**Source text:**
____________________

One of the key presidential advisors of Russian President Vladimir Putin, Sergey Glazyev has voiced his opinion that the Russian central bank (Bank of Russia) has to peg the Russian ruble’s exchange rate for some time in order to combat inflationary pressures. Mr. Glazyev stated that the central bank had enough reserves to maintain a currency peg for an unlimited amount of time as long as the level is “reasonable”.
“In my view, the best way to fight inflation and to secure a stable macroeconomic environment is to peg the Russian ruble exchange rate and keep it for the foreseeable future, without any pre-commitment,” he said at a meeting of the countries which constitute the Eurasian Economic Union (Belarus, Kazakhstan and Russia).
Former Finance Minister, Alexey Kudrin, reacted to the announcement on his official Twitter account, saying, “There will be a black market for currency exchange, the country will spend its gold and currency reserves as the speculator will be the biggest beneficiaries in the end.”

____________________

**What is expected:**
Reproduce the passage on pegging the ruble word for word, from "One of the key" through "Kazakhstan and Russia).".

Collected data
____________________

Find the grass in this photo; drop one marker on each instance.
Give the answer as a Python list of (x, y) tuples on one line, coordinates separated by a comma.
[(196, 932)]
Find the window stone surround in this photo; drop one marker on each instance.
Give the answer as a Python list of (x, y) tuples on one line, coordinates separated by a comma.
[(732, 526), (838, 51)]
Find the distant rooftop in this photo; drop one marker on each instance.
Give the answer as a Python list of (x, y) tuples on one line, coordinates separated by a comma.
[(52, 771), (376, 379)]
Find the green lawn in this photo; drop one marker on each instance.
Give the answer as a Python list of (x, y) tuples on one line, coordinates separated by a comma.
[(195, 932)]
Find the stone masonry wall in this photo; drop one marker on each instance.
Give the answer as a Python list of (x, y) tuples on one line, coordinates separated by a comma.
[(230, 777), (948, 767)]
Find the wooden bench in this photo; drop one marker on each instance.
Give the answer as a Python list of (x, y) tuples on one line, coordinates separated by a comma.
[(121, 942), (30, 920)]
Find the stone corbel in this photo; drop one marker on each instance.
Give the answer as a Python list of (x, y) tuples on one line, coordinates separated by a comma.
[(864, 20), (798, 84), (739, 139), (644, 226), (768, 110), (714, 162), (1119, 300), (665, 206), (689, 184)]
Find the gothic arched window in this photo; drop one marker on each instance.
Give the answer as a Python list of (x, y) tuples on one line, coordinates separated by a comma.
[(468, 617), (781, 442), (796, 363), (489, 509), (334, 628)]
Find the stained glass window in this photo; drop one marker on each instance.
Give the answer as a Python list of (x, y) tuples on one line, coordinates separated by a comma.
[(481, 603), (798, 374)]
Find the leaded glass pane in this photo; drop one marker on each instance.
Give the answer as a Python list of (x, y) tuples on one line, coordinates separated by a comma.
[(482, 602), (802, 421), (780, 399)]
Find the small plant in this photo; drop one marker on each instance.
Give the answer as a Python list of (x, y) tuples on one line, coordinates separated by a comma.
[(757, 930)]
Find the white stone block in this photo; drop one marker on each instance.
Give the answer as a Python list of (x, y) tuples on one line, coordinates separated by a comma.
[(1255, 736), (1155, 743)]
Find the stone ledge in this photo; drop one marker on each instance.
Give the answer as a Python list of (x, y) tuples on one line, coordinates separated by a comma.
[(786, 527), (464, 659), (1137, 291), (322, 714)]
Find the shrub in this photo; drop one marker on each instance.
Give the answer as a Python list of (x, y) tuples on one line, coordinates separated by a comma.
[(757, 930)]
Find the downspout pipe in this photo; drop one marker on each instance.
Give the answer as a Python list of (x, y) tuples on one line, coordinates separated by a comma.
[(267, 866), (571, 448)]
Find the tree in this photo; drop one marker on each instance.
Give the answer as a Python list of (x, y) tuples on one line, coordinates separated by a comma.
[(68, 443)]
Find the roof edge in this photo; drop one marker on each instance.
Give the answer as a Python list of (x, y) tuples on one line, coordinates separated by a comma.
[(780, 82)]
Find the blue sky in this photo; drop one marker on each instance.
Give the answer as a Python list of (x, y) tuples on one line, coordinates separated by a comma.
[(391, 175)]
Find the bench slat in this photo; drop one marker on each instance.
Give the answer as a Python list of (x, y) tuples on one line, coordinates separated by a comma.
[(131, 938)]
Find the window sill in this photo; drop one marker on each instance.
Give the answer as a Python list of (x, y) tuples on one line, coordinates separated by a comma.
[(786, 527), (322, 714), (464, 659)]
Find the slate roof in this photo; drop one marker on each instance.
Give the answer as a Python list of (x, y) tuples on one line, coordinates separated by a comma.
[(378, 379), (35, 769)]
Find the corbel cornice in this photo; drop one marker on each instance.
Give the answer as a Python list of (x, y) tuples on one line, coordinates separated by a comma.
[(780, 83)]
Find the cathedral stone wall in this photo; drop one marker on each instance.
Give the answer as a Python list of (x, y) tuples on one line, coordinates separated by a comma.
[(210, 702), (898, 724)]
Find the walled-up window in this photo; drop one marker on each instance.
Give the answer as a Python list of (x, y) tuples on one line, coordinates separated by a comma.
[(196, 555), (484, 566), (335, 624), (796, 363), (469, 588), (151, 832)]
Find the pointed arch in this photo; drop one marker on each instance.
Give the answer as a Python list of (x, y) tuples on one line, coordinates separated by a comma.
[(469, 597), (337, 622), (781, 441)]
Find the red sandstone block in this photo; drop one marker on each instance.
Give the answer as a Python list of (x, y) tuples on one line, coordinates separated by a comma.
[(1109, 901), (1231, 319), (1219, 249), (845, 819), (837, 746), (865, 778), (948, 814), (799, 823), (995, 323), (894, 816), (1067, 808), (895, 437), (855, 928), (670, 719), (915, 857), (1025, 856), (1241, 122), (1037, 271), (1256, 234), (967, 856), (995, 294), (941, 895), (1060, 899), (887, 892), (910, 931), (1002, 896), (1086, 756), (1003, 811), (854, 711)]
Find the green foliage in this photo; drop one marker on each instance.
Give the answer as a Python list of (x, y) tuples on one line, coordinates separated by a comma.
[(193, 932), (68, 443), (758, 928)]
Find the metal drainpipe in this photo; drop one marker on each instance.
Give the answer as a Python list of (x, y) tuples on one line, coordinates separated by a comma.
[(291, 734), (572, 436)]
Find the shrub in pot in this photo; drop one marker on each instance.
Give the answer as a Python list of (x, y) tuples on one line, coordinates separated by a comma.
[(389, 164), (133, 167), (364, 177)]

____________________

**Output below:**
One of the key presidential advisors of Russian President Vladimir Putin, Sergey Glazyev has voiced his opinion that the Russian central bank (Bank of Russia) has to peg the Russian ruble’s exchange rate for some time in order to combat inflationary pressures. Mr. Glazyev stated that the central bank had enough reserves to maintain a currency peg for an unlimited amount of time as long as the level is “reasonable”.
“In my view, the best way to fight inflation and to secure a stable macroeconomic environment is to peg the Russian ruble exchange rate and keep it for the foreseeable future, without any pre-commitment,” he said at a meeting of the countries which constitute the Eurasian Economic Union (Belarus, Kazakhstan and Russia).